Exercise prompt >> Find each line in the records below that contains the word "spoon" and copy those lines out. Case counts.

━━━━━━

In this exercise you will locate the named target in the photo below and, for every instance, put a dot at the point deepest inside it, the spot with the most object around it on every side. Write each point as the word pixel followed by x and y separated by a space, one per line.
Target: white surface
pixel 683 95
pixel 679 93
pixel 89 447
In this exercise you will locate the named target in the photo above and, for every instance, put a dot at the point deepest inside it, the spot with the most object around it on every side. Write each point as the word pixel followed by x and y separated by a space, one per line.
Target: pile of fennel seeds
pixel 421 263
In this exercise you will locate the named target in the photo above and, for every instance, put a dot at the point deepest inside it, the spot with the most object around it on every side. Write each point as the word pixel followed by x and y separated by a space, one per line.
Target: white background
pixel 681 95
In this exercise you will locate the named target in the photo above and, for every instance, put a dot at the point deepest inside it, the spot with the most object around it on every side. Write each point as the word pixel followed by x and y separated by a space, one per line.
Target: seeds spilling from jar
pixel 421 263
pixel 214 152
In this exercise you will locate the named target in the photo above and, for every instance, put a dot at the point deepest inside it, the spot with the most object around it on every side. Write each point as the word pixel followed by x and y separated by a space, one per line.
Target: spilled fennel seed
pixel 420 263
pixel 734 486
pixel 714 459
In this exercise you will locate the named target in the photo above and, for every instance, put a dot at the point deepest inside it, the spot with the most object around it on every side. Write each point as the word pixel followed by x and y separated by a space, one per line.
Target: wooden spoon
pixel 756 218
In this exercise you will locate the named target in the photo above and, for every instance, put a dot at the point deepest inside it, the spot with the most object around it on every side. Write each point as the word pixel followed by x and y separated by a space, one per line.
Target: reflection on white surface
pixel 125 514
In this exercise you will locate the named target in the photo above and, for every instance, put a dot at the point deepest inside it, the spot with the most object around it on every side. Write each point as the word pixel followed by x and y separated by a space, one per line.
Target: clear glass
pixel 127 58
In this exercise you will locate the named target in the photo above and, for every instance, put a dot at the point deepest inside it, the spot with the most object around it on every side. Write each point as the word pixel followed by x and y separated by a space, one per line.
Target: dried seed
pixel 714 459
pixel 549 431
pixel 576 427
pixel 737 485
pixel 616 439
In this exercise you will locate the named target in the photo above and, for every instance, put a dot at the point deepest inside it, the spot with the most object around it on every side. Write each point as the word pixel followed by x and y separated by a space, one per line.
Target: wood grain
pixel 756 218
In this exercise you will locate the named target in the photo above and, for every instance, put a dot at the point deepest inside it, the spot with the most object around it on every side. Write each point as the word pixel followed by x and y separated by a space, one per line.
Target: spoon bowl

━━━━━━

Output >>
Target: wooden spoon
Target: spoon bowl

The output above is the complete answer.